■ **Excerpted passage**:
================================
This time I will question the view that ABA/EIBI is an evidence-based autism treatment. Let me start by quoting what major mainstream authorities think of it.
Behavioral training, including communication development, has been shown to be effective in reducing problem behaviors and improving adaptation.(American Academy of Pediatrics, 2001)
There is a growing body of evidence that intensive early intervention services for children in whom autism is diagnosed before 5 years of age may lead to better overall outcomes.
Thirty years of research demonstrated the efficacy of applied behavioral methods in reducing inappropriate behavior and in increasing communication, learning and appropriate social behavior.(The United States Surgeon General, 1999)
Impressive, right? I will summarize reasons why some of us feel these statements were premature and not entirely supported by the data. Most of this has already been noted by Michelle Dawson and Morton Ann Gernsbacher, who have done a remarkable job of advancing science-based criticisms of ABA.
================================
■ **Source data**:
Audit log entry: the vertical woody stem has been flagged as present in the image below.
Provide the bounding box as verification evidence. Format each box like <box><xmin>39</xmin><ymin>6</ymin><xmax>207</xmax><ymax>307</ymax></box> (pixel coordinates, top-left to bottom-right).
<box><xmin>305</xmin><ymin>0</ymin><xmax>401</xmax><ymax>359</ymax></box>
================================
In the passage questioning ABA/EIBI, list each thing the 1999 statement from the United States Surgeon General says applied behavioral methods were shown to reduce or increase.

- Reduce: inappropriate behavior
- Increase: communication
- Increase: learning
- Increase: appropriate social behavior